# TEKST DO PRZECZYTANIA
=-=-=-=-=

Świąteczne odśnieżanie wydarzeń roku: Charakter Świderskiego

Zdjęcie okładkowe artykułu:
zdjęcie autora artykułu

Sebastian Świderski jest chyba najbardziej utytułowanym polskim siatkarzem ostatnich lat. Sukcesy odnosił zarówno w siatkówce klubowej, jak i reprezentacyjnej, na swoim koncie ma też liczne wyróżnienia indywidualne. Od lat imponuje jednak nie tylko umiejętnościami, ale także profesjonalizmem i swoim podejściem do gry w kadrze.

W tym artykule dowiesz się o:

Lista sukcesów Sebastiana Świderskiego (obecnie zawodnika jednego z najlepszych siatkarskich klubów świata - Lube Banca Marche Macerata) jest bardzo długa: trzy Mistrzostwa Polski, trzy Puchary Polski, Puchar Włoch, SuperPuchar Włoch, trzecie miejsce w finale Ligi Mistrzów, Wicemistrzostwo Świata Seniorów, Mistrzostwo Świata i Europy Juniorów - to tylko niektóre z osiągnięć pochodzącego z Gorzowa Wielkopolskiego zawodnika. Sebastian Świderski obok tytułów zdobytych w siatkówce klubowej i reprezentacyjnej ma też na swoim koncie liczne wyróżnienia indywidualne, a najważniejsze z nich to: tytuł najlepszego zawodnika ligi polskiej, najlepiej punktującego i zagrywającego siatkarza Final Four Ligi Mistrzów, MVP Memoriału Huberta Wagnera, najlepszego zawodnika sezonu zasadniczego włoskiej Serie A, najlepszego atakującego Igrzysk Olimpijskich w Pekinie, czy wygranie klasyfikacji na najskuteczniejszego zawodnika fazy grupowej Ligi Światowej oraz Mistrzostw Europy. Bez wątpienia o Polaku można, więc napisać, że jest gwiazdą europejskiej siatkówki - na szczęście mimo tych sukcesów i licznych problemów ze zdrowiem, gra z orzełkiem na piersi zawsze była dla Sebastiana Świderskiego priorytetem.

=-=-=-=-=

# ZADANIE 1
Przepisz wiernie fragment tekstu o Sebastianie Świderskim, począwszy od słów „Świąteczne odśnieżanie wydarzeń” aż do słów „gry w kadrze.” włącznie.
# ZADANIE 2
Na podstawie tekstu o Sebastianie Świderskim odpowiedz na pytania:
(a) Z jakiego miasta pochodzi Sebastian Świderski?
(b) W jakim klubie gra obecnie?
(c) Ile Pucharów Polski zdobył?

=-=-=-=-=

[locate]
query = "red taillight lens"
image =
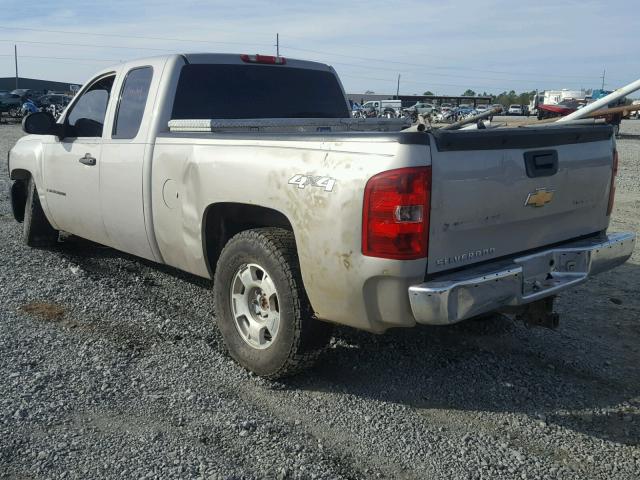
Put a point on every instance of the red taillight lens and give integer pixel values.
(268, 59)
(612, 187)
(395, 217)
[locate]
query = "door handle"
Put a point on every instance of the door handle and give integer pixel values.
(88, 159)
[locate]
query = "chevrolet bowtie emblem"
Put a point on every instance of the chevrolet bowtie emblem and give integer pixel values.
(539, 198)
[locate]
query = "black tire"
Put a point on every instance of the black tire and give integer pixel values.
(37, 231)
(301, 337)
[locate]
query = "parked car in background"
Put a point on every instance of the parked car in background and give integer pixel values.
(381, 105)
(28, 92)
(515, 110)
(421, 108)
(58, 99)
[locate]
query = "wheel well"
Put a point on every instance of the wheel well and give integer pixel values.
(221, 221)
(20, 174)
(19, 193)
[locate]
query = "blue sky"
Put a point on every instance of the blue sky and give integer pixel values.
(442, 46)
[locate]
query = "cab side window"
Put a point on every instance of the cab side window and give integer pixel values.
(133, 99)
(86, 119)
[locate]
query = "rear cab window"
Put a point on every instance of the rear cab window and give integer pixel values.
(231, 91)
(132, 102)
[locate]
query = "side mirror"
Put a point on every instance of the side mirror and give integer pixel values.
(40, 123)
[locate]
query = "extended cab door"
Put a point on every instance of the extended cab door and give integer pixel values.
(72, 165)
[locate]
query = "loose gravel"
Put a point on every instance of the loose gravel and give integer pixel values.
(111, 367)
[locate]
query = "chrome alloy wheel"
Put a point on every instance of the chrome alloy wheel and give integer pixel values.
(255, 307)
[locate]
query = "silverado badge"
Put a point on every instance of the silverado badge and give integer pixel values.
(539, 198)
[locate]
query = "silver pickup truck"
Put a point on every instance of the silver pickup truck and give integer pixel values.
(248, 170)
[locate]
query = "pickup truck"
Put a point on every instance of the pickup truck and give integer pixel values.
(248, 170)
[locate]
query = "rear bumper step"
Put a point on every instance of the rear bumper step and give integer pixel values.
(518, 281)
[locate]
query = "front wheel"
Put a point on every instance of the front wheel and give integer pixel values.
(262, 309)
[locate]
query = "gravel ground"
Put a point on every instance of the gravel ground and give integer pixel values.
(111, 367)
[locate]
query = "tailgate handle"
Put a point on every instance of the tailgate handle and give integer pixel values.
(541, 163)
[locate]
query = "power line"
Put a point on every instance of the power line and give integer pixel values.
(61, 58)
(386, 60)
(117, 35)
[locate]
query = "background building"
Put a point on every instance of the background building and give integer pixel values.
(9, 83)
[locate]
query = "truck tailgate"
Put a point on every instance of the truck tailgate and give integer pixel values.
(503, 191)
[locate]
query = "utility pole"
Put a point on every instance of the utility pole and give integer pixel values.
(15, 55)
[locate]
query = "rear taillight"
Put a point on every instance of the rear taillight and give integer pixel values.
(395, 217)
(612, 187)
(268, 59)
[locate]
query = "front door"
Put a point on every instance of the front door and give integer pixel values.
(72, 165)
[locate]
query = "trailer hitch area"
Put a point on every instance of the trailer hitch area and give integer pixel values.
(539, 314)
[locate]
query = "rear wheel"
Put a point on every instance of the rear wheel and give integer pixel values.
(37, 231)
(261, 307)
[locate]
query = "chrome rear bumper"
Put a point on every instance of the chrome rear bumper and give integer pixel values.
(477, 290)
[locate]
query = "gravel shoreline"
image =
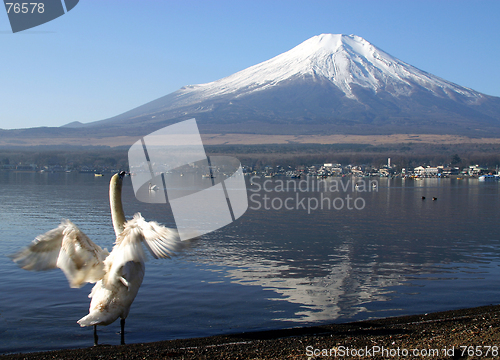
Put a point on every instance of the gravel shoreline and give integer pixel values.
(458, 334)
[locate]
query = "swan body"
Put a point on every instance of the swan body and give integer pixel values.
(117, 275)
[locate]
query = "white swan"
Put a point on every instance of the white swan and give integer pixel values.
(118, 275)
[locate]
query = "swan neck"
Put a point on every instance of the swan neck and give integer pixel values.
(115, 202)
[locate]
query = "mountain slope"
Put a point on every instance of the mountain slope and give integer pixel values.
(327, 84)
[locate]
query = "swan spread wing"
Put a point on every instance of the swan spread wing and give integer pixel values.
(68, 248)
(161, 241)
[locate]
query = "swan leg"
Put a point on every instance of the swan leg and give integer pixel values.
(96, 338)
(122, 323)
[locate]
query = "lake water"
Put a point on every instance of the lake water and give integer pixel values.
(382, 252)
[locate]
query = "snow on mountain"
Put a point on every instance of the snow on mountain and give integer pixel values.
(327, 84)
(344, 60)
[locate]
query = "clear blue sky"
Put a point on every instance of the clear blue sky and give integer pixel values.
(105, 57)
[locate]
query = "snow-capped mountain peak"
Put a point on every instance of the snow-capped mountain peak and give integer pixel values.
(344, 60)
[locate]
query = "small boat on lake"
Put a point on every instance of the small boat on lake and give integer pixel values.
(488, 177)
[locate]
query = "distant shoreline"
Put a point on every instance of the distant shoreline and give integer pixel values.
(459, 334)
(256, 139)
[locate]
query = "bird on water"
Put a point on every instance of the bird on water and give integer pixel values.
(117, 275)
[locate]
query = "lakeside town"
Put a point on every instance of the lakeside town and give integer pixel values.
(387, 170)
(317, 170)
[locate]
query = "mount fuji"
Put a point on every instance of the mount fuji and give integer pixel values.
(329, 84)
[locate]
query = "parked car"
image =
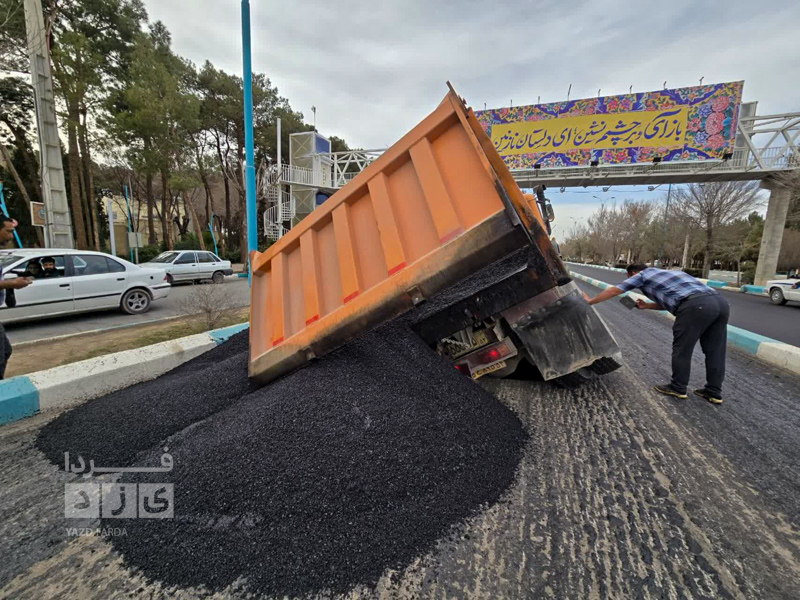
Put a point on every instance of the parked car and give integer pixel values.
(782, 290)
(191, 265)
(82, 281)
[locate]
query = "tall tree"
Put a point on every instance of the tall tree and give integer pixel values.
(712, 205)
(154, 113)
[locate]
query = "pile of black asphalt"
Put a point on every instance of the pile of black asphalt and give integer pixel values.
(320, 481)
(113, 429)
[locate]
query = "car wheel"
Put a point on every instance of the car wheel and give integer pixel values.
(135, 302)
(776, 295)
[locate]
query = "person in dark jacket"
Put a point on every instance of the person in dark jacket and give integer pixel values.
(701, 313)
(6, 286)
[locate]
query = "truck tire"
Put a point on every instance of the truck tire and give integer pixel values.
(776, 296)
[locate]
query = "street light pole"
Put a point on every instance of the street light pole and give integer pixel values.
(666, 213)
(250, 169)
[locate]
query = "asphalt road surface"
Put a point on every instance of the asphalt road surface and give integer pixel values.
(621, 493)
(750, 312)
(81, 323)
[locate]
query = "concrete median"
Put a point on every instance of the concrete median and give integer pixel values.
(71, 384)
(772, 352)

=-=-=-=-=

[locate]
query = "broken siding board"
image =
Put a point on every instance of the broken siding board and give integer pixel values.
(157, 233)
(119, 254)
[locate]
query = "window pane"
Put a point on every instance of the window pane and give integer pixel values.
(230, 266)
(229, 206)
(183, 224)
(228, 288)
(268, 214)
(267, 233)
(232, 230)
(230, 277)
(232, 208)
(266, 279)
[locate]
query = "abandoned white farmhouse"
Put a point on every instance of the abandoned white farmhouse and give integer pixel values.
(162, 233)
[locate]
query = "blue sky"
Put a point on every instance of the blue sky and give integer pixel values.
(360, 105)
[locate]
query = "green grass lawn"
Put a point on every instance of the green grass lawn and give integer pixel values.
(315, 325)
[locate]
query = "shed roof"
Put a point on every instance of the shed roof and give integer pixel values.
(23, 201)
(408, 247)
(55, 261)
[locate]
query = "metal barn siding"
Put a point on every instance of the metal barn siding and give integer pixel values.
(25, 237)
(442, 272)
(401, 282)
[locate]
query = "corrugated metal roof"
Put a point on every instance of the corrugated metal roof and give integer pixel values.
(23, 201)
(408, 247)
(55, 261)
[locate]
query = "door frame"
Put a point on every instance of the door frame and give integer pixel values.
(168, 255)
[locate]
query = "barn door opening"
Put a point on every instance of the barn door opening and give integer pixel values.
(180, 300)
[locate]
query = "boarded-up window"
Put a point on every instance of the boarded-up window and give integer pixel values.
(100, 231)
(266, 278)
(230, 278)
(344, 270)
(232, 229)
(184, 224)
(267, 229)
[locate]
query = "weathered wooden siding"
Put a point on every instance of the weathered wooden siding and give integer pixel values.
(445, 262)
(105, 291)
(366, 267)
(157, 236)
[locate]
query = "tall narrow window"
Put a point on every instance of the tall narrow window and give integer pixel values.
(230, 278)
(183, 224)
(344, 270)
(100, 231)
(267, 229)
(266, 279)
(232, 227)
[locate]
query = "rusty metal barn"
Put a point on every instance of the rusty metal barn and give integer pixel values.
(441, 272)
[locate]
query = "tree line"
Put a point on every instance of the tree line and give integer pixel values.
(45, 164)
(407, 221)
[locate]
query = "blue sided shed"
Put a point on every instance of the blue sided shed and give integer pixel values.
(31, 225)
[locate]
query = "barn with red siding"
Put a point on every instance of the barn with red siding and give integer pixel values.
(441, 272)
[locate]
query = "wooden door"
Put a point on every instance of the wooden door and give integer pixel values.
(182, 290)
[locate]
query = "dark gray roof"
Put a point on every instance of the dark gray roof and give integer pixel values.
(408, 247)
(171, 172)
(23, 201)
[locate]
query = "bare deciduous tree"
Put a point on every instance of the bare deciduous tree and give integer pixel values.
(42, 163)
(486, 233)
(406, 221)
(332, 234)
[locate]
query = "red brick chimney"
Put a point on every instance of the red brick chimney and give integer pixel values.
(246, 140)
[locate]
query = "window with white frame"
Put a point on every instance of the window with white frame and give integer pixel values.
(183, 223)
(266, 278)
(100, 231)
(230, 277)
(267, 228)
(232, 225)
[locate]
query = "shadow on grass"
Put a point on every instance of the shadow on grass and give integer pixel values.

=-=-=-=-=

# PEŁNE ROZWIĄZANIE 1
Świąteczne odśnieżanie wydarzeń roku: Charakter Świderskiego

Zdjęcie okładkowe artykułu:
zdjęcie autora artykułu

Sebastian Świderski jest chyba najbardziej utytułowanym polskim siatkarzem ostatnich lat. Sukcesy odnosił zarówno w siatkówce klubowej, jak i reprezentacyjnej, na swoim koncie ma też liczne wyróżnienia indywidualne. Od lat imponuje jednak nie tylko umiejętnościami, ale także profesjonalizmem i swoim podejściem do gry w kadrze.

# PEŁNE ROZWIĄZANIE 2
(a) Z Gorzowa Wielkopolskiego.
(b) W Lube Banca Marche Macerata.
(c) Trzy.